Copy out the items word for word, starting at their first line and ending at the line that contains "Within the same", with both of those lines included.

Source records:
· · · · ·

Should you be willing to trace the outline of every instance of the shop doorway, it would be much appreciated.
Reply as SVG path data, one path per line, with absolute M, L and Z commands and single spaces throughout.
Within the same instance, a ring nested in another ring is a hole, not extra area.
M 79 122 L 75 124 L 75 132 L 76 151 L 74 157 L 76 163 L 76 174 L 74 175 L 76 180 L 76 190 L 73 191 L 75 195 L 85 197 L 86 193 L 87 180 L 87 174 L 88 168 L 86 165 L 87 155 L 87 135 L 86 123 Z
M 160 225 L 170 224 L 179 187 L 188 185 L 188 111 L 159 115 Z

· · · · ·

** Solution for this problem **
Should you be willing to trace the outline of every instance of the shop doorway, it would be much appreciated.
Reply as SVG path data, one path per line, with absolute M, L and Z commands and single spaces throughout.
Within the same instance, a ring nested in another ring is a hole, not extra area.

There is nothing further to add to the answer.